[begin Document]
# What (could have) gone wrong?



## SamKennedy (Nov 19, 2011)

I'm just returning to blindfold cubing having only managed it once about 3 years ago. I haven't succeeded yet, but I was really close and wondering what could have gone wrong.

After "finishing" the solve, the UBR and UFR cubies were swapped and in the wrong position, and the FR and BR cubies were swapped and in the wrong position.

What could have gone wrong? I'm suspecting parity, but I don't really understand how to know if it will be a problem or how to solve it.

Cheers,
-Sam


----------



## Stefan (Nov 19, 2011)

What was the scramble?
What method?

Maybe you just didn't see the FR-BR-FR cycle.


----------



## SamKennedy (Nov 19, 2011)

The Scramble was: U F R2 D2 U' F U' R D2 U2 F' L2 F' D' B' D2 U2 B' F2 U L2 R' U2 B F
The method was a hybrid between your old method and some things which I learned from youtube.

I start by orienting the corners, then the edges, then I permute the corners and end by permuting the edges.


----------



## Cubenovice (Nov 19, 2011)
[end Document]
> Goals:
• A. In the blindfold cubing thread, in what order does SamKennedy's method handle the cube's pieces?
• B. Arrange the lines of the pointing records below as a numbered list, skipping blank lines and leaving out the pictures.
[begin Data supplied]
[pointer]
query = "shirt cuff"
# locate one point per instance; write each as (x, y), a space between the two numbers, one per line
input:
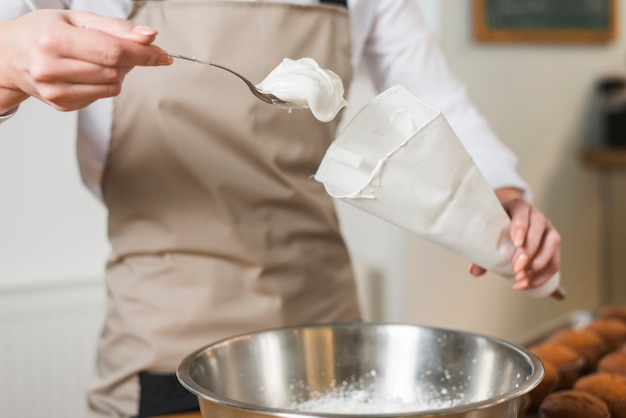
(5, 116)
[end Data supplied]
> Outputs in order:
• A. It orients the corners, then the edges, then permutes the corners, and finally permutes the edges.

• B.
1. [pointer]
2. query = "shirt cuff"
3. # locate one point per instance; write each as (x, y), a space between the two numbers, one per line
4. input:
5. (5, 116)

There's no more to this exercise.